§ **Problem requirements**: Print exactly, and only, the lines running from the line containing "Can you see the chimney" through the end of the records below.

§ **Material provided**:
━━━━━━━━━━━━━━━━━━━━
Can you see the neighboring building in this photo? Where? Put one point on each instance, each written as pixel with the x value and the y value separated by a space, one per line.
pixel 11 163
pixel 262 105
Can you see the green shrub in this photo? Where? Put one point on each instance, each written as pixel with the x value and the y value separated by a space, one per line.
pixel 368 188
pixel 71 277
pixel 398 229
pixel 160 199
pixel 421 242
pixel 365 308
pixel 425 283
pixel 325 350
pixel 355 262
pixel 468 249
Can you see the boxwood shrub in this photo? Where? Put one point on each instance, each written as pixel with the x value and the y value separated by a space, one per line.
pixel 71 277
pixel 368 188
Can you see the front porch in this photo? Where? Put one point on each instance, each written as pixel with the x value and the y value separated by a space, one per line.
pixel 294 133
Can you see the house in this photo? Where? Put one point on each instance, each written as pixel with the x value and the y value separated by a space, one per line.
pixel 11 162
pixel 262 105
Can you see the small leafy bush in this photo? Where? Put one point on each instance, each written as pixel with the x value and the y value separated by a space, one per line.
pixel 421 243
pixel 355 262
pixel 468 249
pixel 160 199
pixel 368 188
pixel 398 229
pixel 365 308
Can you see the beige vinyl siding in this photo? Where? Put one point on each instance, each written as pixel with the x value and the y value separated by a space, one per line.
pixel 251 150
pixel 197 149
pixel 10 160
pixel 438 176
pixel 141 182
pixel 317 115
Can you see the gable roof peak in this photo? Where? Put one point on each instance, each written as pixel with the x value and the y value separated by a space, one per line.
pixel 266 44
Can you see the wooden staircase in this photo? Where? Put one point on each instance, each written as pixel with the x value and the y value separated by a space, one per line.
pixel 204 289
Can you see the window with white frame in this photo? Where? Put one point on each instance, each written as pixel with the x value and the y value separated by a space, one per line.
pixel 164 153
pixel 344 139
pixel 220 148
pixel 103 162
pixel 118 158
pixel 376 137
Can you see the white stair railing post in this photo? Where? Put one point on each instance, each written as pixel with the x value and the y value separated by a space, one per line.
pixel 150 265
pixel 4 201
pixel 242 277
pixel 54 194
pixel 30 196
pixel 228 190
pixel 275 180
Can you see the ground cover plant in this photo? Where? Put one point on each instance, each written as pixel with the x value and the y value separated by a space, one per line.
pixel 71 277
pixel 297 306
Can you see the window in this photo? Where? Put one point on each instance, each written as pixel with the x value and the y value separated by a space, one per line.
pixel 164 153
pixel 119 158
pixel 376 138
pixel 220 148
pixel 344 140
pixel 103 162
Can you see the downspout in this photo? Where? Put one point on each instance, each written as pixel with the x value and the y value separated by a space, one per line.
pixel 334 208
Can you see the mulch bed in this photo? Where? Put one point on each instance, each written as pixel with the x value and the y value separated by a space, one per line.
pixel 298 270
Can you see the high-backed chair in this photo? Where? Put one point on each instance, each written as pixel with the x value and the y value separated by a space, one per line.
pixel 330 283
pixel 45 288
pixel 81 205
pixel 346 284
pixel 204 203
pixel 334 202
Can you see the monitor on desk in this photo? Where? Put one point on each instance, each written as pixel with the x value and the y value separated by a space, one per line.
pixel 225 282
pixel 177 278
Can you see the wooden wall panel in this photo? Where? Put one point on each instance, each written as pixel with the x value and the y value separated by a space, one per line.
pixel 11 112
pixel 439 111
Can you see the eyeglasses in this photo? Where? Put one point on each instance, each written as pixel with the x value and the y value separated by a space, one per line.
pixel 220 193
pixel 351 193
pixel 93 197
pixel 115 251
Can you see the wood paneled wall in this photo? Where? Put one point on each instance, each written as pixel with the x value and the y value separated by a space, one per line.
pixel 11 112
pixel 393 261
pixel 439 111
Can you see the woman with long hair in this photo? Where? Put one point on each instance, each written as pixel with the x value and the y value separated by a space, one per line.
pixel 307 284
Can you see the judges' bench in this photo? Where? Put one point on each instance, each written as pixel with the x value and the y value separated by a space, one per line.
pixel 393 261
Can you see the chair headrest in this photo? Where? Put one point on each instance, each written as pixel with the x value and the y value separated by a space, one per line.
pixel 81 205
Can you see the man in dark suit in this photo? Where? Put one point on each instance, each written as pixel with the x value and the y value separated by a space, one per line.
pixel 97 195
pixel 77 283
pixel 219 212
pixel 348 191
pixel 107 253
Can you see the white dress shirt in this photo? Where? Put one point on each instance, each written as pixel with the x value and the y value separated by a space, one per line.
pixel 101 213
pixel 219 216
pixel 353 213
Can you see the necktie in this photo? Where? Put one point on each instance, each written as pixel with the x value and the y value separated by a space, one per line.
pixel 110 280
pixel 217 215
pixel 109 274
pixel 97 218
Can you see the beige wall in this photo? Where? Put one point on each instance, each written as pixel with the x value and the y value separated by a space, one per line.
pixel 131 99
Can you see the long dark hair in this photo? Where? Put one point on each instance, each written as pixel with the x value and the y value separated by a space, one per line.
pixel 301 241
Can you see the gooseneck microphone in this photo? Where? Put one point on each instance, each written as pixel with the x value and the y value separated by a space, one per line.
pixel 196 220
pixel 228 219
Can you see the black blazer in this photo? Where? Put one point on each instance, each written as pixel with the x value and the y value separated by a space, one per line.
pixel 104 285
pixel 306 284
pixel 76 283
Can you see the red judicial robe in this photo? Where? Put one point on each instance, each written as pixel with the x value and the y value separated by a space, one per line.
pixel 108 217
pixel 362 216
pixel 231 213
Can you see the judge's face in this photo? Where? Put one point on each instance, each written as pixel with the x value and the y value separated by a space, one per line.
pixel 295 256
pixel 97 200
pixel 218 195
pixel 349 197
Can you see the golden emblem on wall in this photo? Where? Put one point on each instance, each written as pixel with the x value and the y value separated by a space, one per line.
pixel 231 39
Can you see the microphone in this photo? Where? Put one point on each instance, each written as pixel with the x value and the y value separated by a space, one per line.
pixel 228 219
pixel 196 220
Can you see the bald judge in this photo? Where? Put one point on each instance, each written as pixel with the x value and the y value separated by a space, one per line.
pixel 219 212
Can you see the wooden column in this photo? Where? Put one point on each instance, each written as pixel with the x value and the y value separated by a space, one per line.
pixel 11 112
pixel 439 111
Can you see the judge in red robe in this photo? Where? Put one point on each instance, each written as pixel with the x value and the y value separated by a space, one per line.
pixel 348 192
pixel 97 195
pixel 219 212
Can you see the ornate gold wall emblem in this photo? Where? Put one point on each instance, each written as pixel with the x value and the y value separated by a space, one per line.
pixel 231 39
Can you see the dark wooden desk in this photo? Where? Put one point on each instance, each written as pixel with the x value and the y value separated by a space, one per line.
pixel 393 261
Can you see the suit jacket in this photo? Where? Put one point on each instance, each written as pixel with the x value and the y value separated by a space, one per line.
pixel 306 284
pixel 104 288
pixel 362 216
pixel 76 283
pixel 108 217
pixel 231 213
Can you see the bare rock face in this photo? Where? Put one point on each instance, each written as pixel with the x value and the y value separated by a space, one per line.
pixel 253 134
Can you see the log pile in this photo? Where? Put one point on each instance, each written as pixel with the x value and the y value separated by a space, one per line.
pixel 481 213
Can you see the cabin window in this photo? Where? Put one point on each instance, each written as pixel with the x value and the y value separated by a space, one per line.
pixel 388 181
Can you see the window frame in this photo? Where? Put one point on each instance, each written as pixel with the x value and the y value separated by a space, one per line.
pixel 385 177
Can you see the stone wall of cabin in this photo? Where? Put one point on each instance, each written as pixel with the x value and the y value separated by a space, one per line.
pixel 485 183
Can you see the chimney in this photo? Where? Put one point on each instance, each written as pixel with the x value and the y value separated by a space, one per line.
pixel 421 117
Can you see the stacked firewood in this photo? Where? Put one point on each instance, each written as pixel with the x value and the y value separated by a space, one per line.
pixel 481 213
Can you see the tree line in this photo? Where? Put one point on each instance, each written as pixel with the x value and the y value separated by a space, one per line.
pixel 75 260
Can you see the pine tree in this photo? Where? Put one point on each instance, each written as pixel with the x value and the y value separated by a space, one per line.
━━━━━━━━━━━━━━━━━━━━
§ **Reply to the exercise**:
Can you see the chimney in this photo? Where? Put one point on each instance, each written as pixel with the x value and the y value separated by a space, one per line.
pixel 421 117
Can you see the stacked firewood in this photo? Where? Put one point on each instance, each written as pixel with the x value and the y value separated by a space, one per line.
pixel 481 213
Can you see the tree line in this photo? Where? Put one point on each instance, each written as pixel with the x value and the y value separated by a space, one per line.
pixel 75 260
Can you see the pine tree in this photo? Where? Put one point on each instance, each written as pixel with the x value and the y value separated by a space, one per line.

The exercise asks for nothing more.